■ OBJECTIVE
Which lines below contain the string "jacket"? Extract each of them in full, treating uppercase and lowercase letters as different.

■ AVAILABLE DATA
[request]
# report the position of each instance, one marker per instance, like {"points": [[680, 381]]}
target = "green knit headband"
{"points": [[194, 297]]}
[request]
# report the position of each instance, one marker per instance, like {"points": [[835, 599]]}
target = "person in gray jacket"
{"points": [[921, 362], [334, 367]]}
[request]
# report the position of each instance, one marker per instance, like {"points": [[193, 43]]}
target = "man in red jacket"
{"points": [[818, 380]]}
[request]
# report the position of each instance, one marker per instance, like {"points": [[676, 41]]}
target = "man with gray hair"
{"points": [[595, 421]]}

* * *

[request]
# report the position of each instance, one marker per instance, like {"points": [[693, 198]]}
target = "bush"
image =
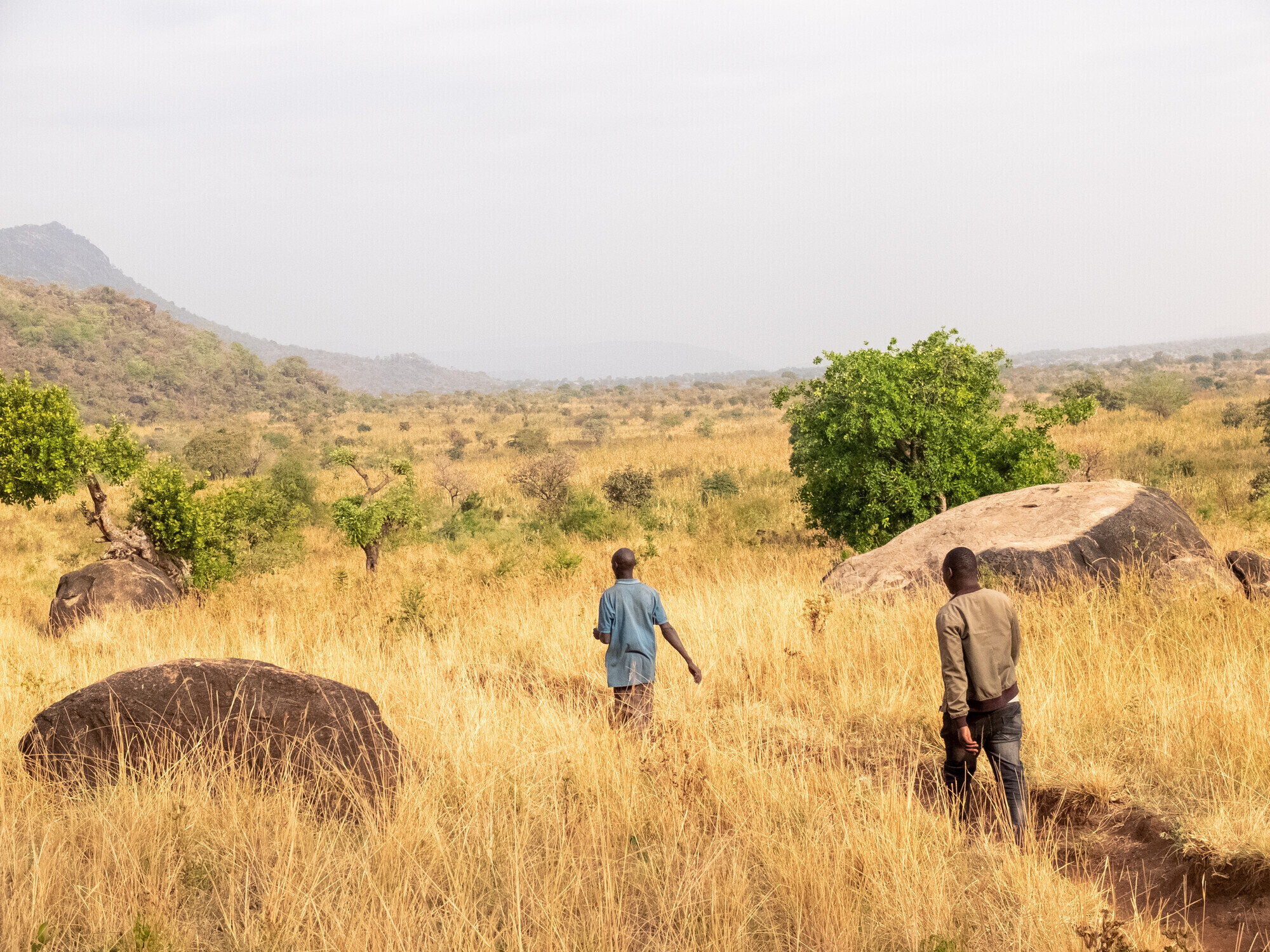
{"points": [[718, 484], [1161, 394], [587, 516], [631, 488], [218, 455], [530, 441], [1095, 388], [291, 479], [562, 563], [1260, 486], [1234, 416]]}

--

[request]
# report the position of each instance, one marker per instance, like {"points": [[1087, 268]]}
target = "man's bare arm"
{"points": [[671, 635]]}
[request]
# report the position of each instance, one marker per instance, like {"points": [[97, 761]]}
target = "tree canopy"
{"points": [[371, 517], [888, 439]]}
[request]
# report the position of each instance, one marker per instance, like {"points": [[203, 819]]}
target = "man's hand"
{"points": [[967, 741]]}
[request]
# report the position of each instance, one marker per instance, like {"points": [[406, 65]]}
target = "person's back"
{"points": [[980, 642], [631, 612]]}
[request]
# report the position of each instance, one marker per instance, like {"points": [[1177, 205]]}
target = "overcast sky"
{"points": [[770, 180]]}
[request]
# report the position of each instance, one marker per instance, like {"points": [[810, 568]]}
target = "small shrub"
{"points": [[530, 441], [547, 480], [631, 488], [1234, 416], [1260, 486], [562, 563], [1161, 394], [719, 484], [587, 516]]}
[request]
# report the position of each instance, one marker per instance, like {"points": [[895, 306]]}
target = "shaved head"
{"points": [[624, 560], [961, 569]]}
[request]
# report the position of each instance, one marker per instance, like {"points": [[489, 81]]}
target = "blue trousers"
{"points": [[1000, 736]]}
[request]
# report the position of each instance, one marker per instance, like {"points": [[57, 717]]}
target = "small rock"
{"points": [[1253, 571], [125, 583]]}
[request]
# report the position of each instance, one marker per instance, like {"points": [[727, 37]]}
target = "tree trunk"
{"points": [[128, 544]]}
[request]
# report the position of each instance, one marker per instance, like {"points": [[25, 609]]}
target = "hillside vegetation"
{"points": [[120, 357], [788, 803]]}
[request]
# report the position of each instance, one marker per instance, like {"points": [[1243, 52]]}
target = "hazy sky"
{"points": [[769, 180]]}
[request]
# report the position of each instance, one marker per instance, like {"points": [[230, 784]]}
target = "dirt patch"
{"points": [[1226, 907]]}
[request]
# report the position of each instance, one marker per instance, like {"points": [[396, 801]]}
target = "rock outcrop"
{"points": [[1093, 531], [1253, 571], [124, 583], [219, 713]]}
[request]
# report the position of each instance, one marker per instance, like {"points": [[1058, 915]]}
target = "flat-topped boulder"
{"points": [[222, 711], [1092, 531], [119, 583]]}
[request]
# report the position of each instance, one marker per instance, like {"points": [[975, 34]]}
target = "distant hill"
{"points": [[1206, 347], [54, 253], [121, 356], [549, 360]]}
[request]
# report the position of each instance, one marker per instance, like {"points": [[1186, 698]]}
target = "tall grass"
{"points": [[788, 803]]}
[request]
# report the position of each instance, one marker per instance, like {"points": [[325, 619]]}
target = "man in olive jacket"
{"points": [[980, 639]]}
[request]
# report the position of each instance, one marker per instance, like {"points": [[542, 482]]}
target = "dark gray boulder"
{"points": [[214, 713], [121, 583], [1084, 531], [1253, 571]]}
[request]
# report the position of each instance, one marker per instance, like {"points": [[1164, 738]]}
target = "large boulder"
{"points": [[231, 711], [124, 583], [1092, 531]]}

■ SOLUTION TO THE PROBLEM
target = "person in gray jacket"
target = "man in red jacket"
target = "man in olive jacket"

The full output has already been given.